> WORK INSTRUCTIONS:
Write the data out again exactly, dropping any images it holds.

> AVAILABLE DATA:
——
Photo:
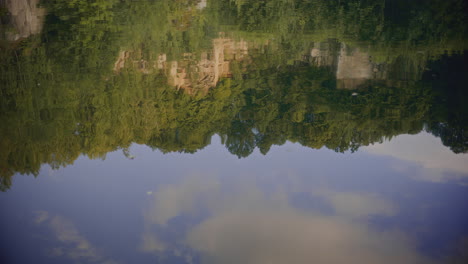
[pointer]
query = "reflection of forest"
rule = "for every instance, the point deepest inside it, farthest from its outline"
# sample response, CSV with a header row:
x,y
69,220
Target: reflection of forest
x,y
90,85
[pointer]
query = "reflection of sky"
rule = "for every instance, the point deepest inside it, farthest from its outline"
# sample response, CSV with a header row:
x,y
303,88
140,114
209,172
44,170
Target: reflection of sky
x,y
427,151
293,205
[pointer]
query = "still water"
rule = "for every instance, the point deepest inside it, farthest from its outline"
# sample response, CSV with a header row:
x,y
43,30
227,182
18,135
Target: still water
x,y
233,131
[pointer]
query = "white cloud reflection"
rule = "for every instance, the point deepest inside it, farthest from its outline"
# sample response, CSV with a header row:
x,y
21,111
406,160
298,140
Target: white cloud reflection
x,y
72,244
248,225
427,151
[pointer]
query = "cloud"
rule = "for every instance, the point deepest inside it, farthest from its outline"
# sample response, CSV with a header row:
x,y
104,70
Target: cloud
x,y
357,204
426,151
173,200
72,244
291,236
249,225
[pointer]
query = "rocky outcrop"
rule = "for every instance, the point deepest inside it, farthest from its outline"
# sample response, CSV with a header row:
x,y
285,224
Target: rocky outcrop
x,y
193,73
25,18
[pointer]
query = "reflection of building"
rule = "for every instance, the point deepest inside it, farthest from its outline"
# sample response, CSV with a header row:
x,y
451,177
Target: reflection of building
x,y
354,67
193,74
25,18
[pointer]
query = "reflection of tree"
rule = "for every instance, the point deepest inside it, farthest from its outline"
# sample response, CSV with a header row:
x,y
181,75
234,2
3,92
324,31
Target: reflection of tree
x,y
63,99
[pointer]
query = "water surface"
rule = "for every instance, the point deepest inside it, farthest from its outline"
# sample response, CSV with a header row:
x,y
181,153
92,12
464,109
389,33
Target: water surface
x,y
234,131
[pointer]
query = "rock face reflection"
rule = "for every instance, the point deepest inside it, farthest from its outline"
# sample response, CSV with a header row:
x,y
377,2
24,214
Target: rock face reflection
x,y
26,18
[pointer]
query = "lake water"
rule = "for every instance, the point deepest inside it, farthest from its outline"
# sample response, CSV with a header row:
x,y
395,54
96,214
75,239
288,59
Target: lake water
x,y
266,132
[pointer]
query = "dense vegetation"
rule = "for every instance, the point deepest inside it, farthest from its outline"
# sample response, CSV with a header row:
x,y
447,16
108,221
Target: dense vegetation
x,y
60,98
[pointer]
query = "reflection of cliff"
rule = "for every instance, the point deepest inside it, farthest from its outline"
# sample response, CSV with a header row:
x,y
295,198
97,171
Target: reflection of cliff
——
> THE REPLY:
Photo:
[pointer]
query = "reflection of forest"
rule = "for every instance, the point deepest inside it, farthest from its outline"
# sample response, CSV with a header row:
x,y
69,220
Target: reflection of forest
x,y
90,85
[pointer]
query = "reflection of sky"
rule = "for every instance, the point deepest inside it, farthest from its outline"
# sample response, CSV with a header row:
x,y
303,88
140,114
209,172
44,170
Target: reflection of sky
x,y
427,151
293,205
[pointer]
query = "still water"
rule = "for every instance, the point deepest inside it, farthest from its outline"
# sample response, CSV with a header row:
x,y
43,30
227,182
18,135
Target: still water
x,y
233,131
[pointer]
query = "white cloud reflection"
rule = "for every instance, the point deepest inside it, farthest from its outline"
# sample response, CSV with a header row:
x,y
21,111
406,160
298,140
Target: white cloud reflection
x,y
72,244
248,225
427,151
[pointer]
query = "cloud"
rule = "for every instance, the point deepest inside it, farthest from its outline"
# sample response, CSV with a header row:
x,y
104,70
Target: cloud
x,y
357,204
426,151
173,200
72,244
291,236
249,225
[pointer]
query = "rocky outcrop"
rule = "for every instance, the point deepest inside it, farthest from its outline"
# sample response, CSV with a header row:
x,y
285,224
Target: rocky outcrop
x,y
193,73
25,18
[pointer]
query = "reflection of building"
rule = "for every instance, the point deepest inside it, farthest from its outline"
# sample response, CSV with a header row:
x,y
451,177
Target: reflection of building
x,y
354,67
193,74
25,18
[pointer]
query = "reflection of tree"
rule = "for every instance, the point deepest inside it, farthest from its outline"
# sample response, CSV with a header row:
x,y
181,75
234,2
3,92
324,31
Target: reflection of tree
x,y
63,99
[pointer]
query = "water surface"
rule = "for every instance, the point deepest inside it, farthest from its outline"
# sample response, CSV with a header row:
x,y
181,153
92,12
464,109
389,33
Target: water surface
x,y
234,131
[pointer]
query = "rock face reflection"
rule = "for every instance, the point deepest inside it, farthest from its outline"
# sample response, CSV with a header row:
x,y
377,2
24,214
Target: rock face reflection
x,y
26,18
[pointer]
query = "lake water"
rule = "for every instance, the point deepest inside it, farthest from its outline"
# sample response, CSV with a header row:
x,y
395,54
96,214
75,239
288,59
Target: lake water
x,y
266,132
[pointer]
query = "dense vegetation"
rule = "for every instance, the point deepest inside it, farthest from its outline"
# sample response, CSV with a header row:
x,y
447,16
108,221
Target: dense vegetation
x,y
60,98
[pointer]
query = "reflection of cliff"
rule = "for every instance, the point deepest inside it, farthest from its outline"
# sample response, CSV with a header row:
x,y
295,198
97,171
Target: reflection of cliff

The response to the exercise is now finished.